§ **SELECTED EXCERPT**:
______

Professor Yvonne Carter led academic primary care in east London through a renaissance before leading the new Warwick Medical School to independence.
Her reputation as a clinical academic was founded on combining a basic love of doctoring, especially general practice in underprivileged areas, with a rigorous approach to medical research and an ethos of nurturing professionalism in medical education.
To this she added a real interest in university life and, seeing the medical school as an important connection between a university and its local community, she strived to optimise the link.
Professor Carter's own interest in GP research was fostered by Professor Brian McGuinness, then senior partner at the Runcorn practice in Cheshire where she trained. Professor McGuinness was influential in demonstrating to her the possibility of combining general practice with an academic career. She took this to heart and was to become one of the leading lights of research practice and innovation at the RCGP, where she fostered the research practice accreditation scheme, publishing extensively all the while.

______

§ **INFORMATION PROVIDED**:

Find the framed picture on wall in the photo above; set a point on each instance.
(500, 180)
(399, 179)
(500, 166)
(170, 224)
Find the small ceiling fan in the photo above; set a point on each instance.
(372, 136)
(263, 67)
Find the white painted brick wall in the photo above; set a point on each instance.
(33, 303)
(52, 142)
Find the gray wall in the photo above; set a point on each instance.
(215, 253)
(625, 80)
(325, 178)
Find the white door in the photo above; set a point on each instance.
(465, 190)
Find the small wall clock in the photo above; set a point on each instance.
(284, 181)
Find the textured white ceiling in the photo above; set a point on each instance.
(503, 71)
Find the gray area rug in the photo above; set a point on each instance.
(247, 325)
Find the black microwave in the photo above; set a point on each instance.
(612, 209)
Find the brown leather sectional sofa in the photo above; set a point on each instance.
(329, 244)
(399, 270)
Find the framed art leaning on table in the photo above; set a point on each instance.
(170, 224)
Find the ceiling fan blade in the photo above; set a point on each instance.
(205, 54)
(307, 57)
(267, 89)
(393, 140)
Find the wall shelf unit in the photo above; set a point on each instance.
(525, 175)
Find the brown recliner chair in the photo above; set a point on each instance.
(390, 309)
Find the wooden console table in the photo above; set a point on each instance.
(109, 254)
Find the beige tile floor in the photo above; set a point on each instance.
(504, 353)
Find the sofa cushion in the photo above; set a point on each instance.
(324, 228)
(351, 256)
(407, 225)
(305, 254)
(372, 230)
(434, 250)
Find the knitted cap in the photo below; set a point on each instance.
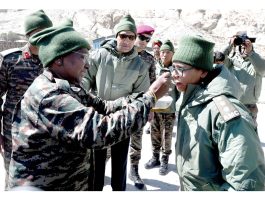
(126, 23)
(195, 51)
(167, 45)
(36, 20)
(157, 42)
(55, 42)
(145, 29)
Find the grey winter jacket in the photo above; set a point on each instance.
(114, 75)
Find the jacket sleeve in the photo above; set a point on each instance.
(241, 155)
(143, 81)
(226, 51)
(258, 62)
(89, 80)
(73, 123)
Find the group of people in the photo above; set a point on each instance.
(65, 107)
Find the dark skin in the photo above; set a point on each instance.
(71, 67)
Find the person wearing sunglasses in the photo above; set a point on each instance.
(116, 70)
(57, 123)
(144, 35)
(156, 49)
(217, 145)
(163, 121)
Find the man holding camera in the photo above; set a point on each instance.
(248, 67)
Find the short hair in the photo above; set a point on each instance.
(218, 56)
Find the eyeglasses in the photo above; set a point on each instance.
(144, 38)
(82, 55)
(180, 70)
(124, 36)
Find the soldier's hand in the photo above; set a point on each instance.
(161, 85)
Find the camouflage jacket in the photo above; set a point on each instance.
(18, 69)
(53, 133)
(149, 59)
(217, 145)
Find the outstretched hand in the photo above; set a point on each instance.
(161, 85)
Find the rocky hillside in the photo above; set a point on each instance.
(216, 25)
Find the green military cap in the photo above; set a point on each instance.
(195, 51)
(36, 20)
(58, 41)
(126, 23)
(167, 45)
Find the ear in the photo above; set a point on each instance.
(58, 62)
(204, 73)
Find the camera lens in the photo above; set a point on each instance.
(238, 41)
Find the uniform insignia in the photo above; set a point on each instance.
(227, 110)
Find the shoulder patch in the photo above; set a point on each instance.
(10, 51)
(227, 110)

______

§ **YOUR INSTRUCTIONS**:
Continue the profile of Professor Yvonne Carter above, picking up after its final sentence about her work at the RCGP.

§ **RESULT FOR THIS EXERCISE**:
The career pathway led Yvonne from Liverpool to Keele on a research training fellowship in 1990, and then to Birmingham in 1992 as a senior clinical lecturer, a post which she left in 1996 to become the youngest professor of general practice and primary care in the UK at Barts and the London, Queen Mary's School of Medicine and Dentistry.
A working GP for over 20 years, and a fellow since 1994, Professor Carter continued her roles at the RCGP. She was a member of the RCGP Council from 1994-2004.
Professor Carter was appointed as dean of Warwick Medical School in October 2004. She retired in July due to her failing health and died on 20 October.